◆ What this task involves ◆
Put each line of the material below into a Markdown table with two columns, "Row" for the row number and "Line" for the line itself, skipping any blank lines. Leave the pictures out of the table.

◆ Listed records ◆

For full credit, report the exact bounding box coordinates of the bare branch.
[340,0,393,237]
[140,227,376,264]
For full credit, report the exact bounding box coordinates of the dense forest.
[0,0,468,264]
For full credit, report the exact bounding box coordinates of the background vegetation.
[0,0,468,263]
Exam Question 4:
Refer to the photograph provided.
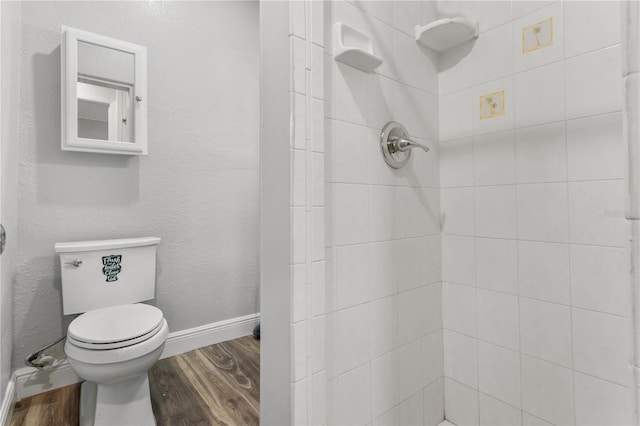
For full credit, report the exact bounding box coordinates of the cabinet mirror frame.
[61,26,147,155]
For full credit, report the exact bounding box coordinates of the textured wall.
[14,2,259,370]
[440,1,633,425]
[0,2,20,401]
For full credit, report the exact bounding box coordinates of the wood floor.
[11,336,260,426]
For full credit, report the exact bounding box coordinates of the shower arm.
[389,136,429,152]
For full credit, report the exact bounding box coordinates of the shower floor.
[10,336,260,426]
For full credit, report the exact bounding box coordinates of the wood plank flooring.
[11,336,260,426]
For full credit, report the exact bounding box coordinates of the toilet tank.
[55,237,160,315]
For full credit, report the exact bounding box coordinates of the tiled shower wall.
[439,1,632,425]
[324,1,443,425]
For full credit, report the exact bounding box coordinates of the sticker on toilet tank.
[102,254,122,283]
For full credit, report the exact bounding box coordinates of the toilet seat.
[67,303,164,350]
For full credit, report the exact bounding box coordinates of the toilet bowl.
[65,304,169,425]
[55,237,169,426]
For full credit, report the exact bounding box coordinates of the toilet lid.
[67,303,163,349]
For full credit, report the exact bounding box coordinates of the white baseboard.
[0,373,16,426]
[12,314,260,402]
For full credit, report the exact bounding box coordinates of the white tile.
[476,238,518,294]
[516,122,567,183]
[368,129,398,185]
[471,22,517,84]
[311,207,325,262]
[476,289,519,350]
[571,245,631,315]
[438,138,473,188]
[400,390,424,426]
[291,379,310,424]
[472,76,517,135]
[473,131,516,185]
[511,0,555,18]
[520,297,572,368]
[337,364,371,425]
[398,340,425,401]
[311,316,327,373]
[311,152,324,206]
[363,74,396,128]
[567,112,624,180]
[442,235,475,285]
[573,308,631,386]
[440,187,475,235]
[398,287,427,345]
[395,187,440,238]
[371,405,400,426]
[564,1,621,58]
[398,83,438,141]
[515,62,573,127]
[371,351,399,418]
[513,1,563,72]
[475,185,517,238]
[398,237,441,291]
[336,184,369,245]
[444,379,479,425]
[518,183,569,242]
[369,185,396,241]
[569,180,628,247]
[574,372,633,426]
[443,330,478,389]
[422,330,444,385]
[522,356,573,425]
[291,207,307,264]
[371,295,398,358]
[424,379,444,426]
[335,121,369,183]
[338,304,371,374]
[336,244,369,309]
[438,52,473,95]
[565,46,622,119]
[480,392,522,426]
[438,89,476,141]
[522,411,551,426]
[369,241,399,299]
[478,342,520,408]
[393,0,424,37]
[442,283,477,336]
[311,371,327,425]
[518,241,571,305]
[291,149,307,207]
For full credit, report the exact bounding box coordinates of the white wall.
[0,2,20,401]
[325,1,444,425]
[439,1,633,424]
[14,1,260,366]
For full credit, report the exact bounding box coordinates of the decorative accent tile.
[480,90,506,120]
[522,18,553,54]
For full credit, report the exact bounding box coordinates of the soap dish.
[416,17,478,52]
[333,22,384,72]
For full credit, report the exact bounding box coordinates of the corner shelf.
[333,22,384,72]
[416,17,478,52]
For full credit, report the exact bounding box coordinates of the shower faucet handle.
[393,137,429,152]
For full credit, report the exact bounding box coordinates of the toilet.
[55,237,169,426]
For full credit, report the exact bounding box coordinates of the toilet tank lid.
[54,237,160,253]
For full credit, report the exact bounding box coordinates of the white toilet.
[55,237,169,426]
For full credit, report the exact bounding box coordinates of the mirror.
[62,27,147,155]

◆ Exercise result ◆
| Row | Line |
|---|---|
| 1 | For full credit, report the exact bounding box coordinates of the bare branch. |
| 2 | [340,0,393,237] |
| 3 | [140,227,376,264] |
| 4 | For full credit, report the exact bounding box coordinates of the dense forest. |
| 5 | [0,0,468,264] |
| 6 | For full credit, report the exact bounding box coordinates of the background vegetation. |
| 7 | [0,0,468,263] |
| 8 | Exam Question 4: |
| 9 | Refer to the photograph provided. |
| 10 | For full credit, report the exact bounding box coordinates of the cabinet mirror frame. |
| 11 | [61,26,147,155] |
| 12 | For full credit, report the exact bounding box coordinates of the textured wall. |
| 13 | [14,2,259,370] |
| 14 | [440,1,633,425] |
| 15 | [0,2,20,401] |
| 16 | For full credit, report the exact bounding box coordinates of the wood floor. |
| 17 | [11,336,260,426] |
| 18 | For full credit, report the exact bounding box coordinates of the shower arm. |
| 19 | [389,136,429,152] |
| 20 | For full credit, report the exact bounding box coordinates of the shower floor. |
| 21 | [10,336,260,426] |
| 22 | For full credit, report the exact bounding box coordinates of the wood plank flooring. |
| 23 | [11,336,260,426] |
| 24 | For full credit, report the exact bounding box coordinates of the toilet tank. |
| 25 | [55,237,160,315] |
| 26 | For full credit, report the exact bounding box coordinates of the tiled shower wall. |
| 27 | [439,1,632,425] |
| 28 | [324,1,443,425] |
| 29 | For full credit, report the exact bounding box coordinates of the sticker on toilet tank. |
| 30 | [102,254,122,283] |
| 31 | For full credit, report the exact bounding box coordinates of the toilet seat. |
| 32 | [67,303,164,350] |
| 33 | For full credit, report the exact bounding box coordinates of the toilet bowl. |
| 34 | [65,304,169,425] |
| 35 | [55,237,169,426] |
| 36 | For full credit, report the exact bounding box coordinates of the toilet lid. |
| 37 | [67,303,163,349] |
| 38 | For full credit, report the exact bounding box coordinates of the white baseboard. |
| 39 | [0,373,16,426] |
| 40 | [12,314,260,402] |
| 41 | For full credit, report the exact bounding box coordinates of the white tile. |
| 42 | [476,238,518,294] |
| 43 | [516,122,567,183] |
| 44 | [368,129,398,185] |
| 45 | [471,22,517,84] |
| 46 | [311,207,325,262] |
| 47 | [476,289,519,350] |
| 48 | [571,245,631,315] |
| 49 | [438,138,473,188] |
| 50 | [400,390,424,426] |
| 51 | [291,379,310,424] |
| 52 | [472,76,517,135] |
| 53 | [473,131,516,185] |
| 54 | [511,0,555,18] |
| 55 | [520,297,572,368] |
| 56 | [337,364,371,425] |
| 57 | [398,340,425,401] |
| 58 | [311,316,327,373] |
| 59 | [311,152,324,206] |
| 60 | [363,74,396,128] |
| 61 | [567,112,624,180] |
| 62 | [442,235,475,285] |
| 63 | [573,308,631,386] |
| 64 | [440,187,475,235] |
| 65 | [398,287,427,345] |
| 66 | [395,187,440,238] |
| 67 | [371,405,400,426] |
| 68 | [564,1,621,58] |
| 69 | [398,83,438,141] |
| 70 | [515,62,573,127] |
| 71 | [371,351,399,418] |
| 72 | [513,1,563,72] |
| 73 | [475,185,517,238] |
| 74 | [398,237,441,291] |
| 75 | [336,184,369,245] |
| 76 | [444,379,479,425] |
| 77 | [518,183,569,242] |
| 78 | [369,185,396,241] |
| 79 | [569,180,628,247] |
| 80 | [574,372,633,426] |
| 81 | [443,330,478,389] |
| 82 | [422,330,444,385] |
| 83 | [522,356,573,425] |
| 84 | [291,207,307,264] |
| 85 | [371,295,398,358] |
| 86 | [424,379,444,426] |
| 87 | [335,121,369,183] |
| 88 | [338,304,371,374] |
| 89 | [336,244,369,309] |
| 90 | [438,52,473,95] |
| 91 | [565,46,622,119] |
| 92 | [480,392,522,426] |
| 93 | [438,89,476,141] |
| 94 | [522,411,551,426] |
| 95 | [369,241,399,299] |
| 96 | [478,342,520,408] |
| 97 | [393,0,424,37] |
| 98 | [442,283,477,336] |
| 99 | [311,371,327,425] |
| 100 | [518,241,571,305] |
| 101 | [291,149,307,207] |
| 102 | For full credit, report the exact bounding box coordinates of the white wall. |
| 103 | [0,2,20,401] |
| 104 | [325,1,444,425] |
| 105 | [439,1,633,424] |
| 106 | [14,1,260,366] |
| 107 | For full credit, report the exact bounding box coordinates of the decorative accent tile. |
| 108 | [480,90,506,120] |
| 109 | [522,18,553,54] |
| 110 | For full credit, report the exact bounding box coordinates of the soap dish. |
| 111 | [416,17,478,52] |
| 112 | [333,22,384,72] |
| 113 | For full credit, report the exact bounding box coordinates of the corner shelf. |
| 114 | [333,22,384,72] |
| 115 | [416,17,478,52] |
| 116 | For full credit, report the exact bounding box coordinates of the shower faucet handle. |
| 117 | [393,137,429,152] |
| 118 | For full credit, report the exact bounding box coordinates of the toilet. |
| 119 | [55,237,169,426] |
| 120 | For full credit, report the exact bounding box coordinates of the toilet tank lid. |
| 121 | [54,237,160,253] |
| 122 | For full credit, report the exact bounding box coordinates of the white toilet. |
| 123 | [55,237,169,426] |
| 124 | For full credit, report the exact bounding box coordinates of the mirror. |
| 125 | [62,27,147,155] |